Tuesday, January 18, 2011

A Screenplay Approach

Building A Story: Plots, Characters, and Settings—Oh, My!
Tuesday, January 18—A Screenplay Approach

In May 2009, I flew to San Clemente, California, to attend my first picture book boot camp. My sister, Dr. Pat Sanders, gave me the admission for the conference and airfare to California as my birthday and Christmas gifts. I attended the Children’s Authors’ Bootcamp led by author Linda Arms White and Laura Backes editor of Children’s Book Insider, the Newsletter for Children’s Writers. Months later when I spoke about this training with other writers, I started realize what an extraordinary opportunity I had experienced. . . at the time I only knew I learned a lot!

Linda and Laura spoke in depth about the three-act structure used in screen writing. This linear approach really made sense to me and I’ve applied it to my writing frequently. You can find the structure in many picture books and novels. In some ways, it’s similar to the story arc mentioned yesterday. I think I canrelate to the three-act structure because it is a screenwriting approach. I can see the structure in TV dramas so easily. Take a look . . .

• Material provided:
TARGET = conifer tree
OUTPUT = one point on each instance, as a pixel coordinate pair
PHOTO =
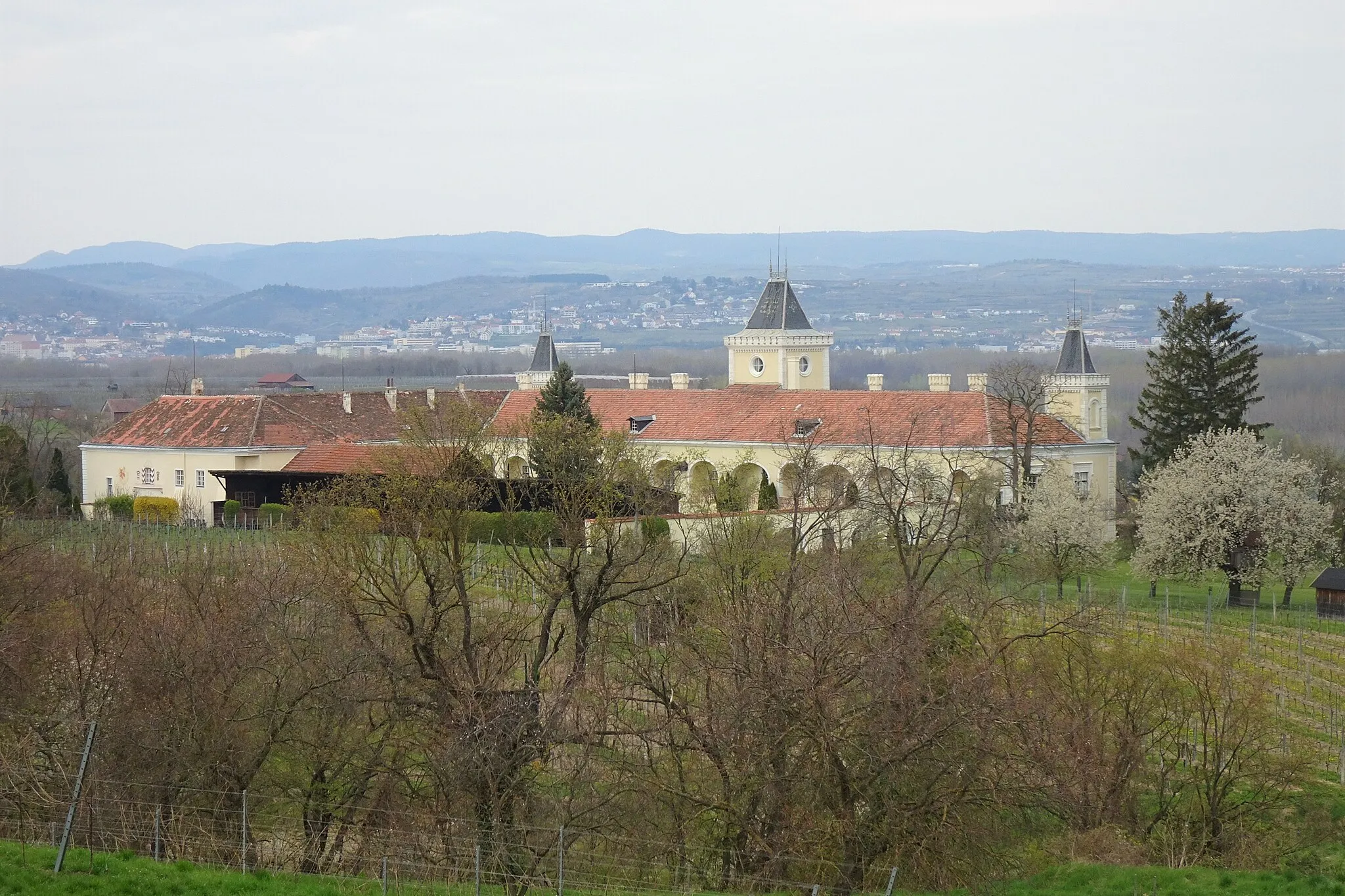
(565, 396)
(1201, 378)
(565, 441)
(58, 480)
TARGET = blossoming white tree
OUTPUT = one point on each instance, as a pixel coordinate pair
(1064, 532)
(1229, 503)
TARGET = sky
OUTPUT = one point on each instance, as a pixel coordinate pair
(257, 121)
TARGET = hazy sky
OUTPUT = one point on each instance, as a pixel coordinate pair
(191, 123)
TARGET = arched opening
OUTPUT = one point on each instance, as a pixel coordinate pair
(747, 486)
(789, 485)
(669, 475)
(835, 486)
(703, 480)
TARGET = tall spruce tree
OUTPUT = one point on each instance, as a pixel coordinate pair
(1201, 378)
(58, 480)
(567, 440)
(565, 396)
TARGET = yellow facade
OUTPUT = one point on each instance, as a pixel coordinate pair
(156, 472)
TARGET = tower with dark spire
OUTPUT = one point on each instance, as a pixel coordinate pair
(545, 362)
(1076, 393)
(778, 345)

• Problems to solve:
a - Reproduce word for word the part of the post about the screenplay approach that opens with the words containing "In May 2009, I" and closes with "learned a lot!".
b - Translate this sentence from the post about the screenplay approach into Spanish: "You can find the structure in many picture books and novels."

• Answer set:
a -
In May 2009, I flew to San Clemente, California, to attend my first picture book boot camp. My sister, Dr. Pat Sanders, gave me the admission for the conference and airfare to California as my birthday and Christmas gifts. I attended the Children’s Authors’ Bootcamp led by author Linda Arms White and Laura Backes editor of Children’s Book Insider, the Newsletter for Children’s Writers. Months later when I spoke about this training with other writers, I started realize what an extraordinary opportunity I had experienced. . . at the time I only knew I learned a lot!

b - Puedes encontrar la estructura en muchos libros ilustrados y novelas.